§ **WORK TASK**:
Only the text of the entries below should appear in your exact transcription; leave out every picture.

§ **MATERIAL FOR THE TASK**:
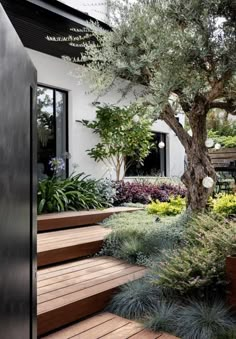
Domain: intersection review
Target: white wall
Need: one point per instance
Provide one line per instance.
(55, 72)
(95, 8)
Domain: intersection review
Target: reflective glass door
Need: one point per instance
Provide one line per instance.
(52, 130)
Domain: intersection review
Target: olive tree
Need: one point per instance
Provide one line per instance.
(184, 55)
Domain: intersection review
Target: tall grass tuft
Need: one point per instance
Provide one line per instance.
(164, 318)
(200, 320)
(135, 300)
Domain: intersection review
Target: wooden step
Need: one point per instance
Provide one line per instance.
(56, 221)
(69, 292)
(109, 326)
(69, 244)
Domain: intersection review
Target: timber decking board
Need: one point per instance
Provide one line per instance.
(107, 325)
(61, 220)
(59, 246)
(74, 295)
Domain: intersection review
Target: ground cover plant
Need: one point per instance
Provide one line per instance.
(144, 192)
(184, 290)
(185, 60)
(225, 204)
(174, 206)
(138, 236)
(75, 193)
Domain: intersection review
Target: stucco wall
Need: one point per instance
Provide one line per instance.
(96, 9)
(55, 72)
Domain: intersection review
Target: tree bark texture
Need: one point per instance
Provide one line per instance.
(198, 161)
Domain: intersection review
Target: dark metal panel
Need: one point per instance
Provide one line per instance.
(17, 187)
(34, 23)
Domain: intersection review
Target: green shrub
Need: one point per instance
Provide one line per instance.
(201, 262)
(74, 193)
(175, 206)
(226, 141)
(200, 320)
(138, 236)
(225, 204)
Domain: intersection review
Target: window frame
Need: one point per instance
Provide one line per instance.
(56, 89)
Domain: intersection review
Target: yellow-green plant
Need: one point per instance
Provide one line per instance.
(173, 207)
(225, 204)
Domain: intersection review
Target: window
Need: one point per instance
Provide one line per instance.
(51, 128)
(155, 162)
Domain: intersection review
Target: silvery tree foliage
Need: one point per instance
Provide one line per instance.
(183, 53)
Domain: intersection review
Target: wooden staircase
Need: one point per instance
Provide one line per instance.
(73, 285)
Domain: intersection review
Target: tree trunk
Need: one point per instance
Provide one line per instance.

§ **TASK OUTPUT**:
Domain: intersection review
Target: white wall
Need: one point per instance
Provide one line per instance.
(55, 72)
(95, 8)
Domain: intersection review
Target: reflective glass door
Need: one point per instance
Provide one line per instance.
(52, 130)
Domain: intersection review
Target: olive tree
Need: one point per instance
Provide one line per instance.
(184, 55)
Domain: intersection review
Target: tall grass tuft
Need: one point per instance
Provide one line per instance.
(164, 318)
(200, 320)
(135, 300)
Domain: intersection review
Target: wooden step
Need: one point per instance
Provide one line per instance.
(56, 221)
(69, 292)
(109, 326)
(69, 244)
Domain: intersection review
Target: timber decking board
Need: one point per instance
Provide one line per instance.
(107, 325)
(61, 220)
(59, 246)
(74, 295)
Domain: intersection review
Target: ground cover plant
Need: one point per instance
Provide one line per instance.
(144, 192)
(184, 290)
(185, 60)
(225, 204)
(174, 206)
(138, 236)
(75, 193)
Domain: intersection review
Target: stucco wall
Need: one point per instance
Provide one line per instance.
(96, 9)
(55, 72)
Domain: intersection review
Target: tree bark texture
Need: one point per instance
Provide one line per instance.
(198, 161)
Domain: intersection review
Target: dark metal panel
Need: one point per instance
Provide one line per instance.
(17, 187)
(34, 23)
Domain: intersection review
Target: green shrub
Need: one point per instance
Provide one line per instance.
(201, 262)
(74, 193)
(175, 206)
(226, 141)
(200, 320)
(138, 236)
(225, 204)
Domain: intersection review
Target: window frame
Need: one point per instance
Provide one line per instance.
(56, 89)
Domain: intersection review
Target: yellow-green plant
Need: one point per instance
Provide one line per instance.
(173, 207)
(225, 204)
Domain: intersection review
Target: window
Need: one point per instance
Provide one line per instance.
(51, 128)
(155, 162)
Domain: intersection review
Target: silvery tree foliage
Need: one point per instance
Provide one line per instance.
(183, 53)
Domain: intersection review
Target: wooden staircase
Need: one point per instance
Provide one line per instance.
(73, 285)
Domain: intersection review
Target: tree trunk
Need: one point per instance
Provide one line per instance.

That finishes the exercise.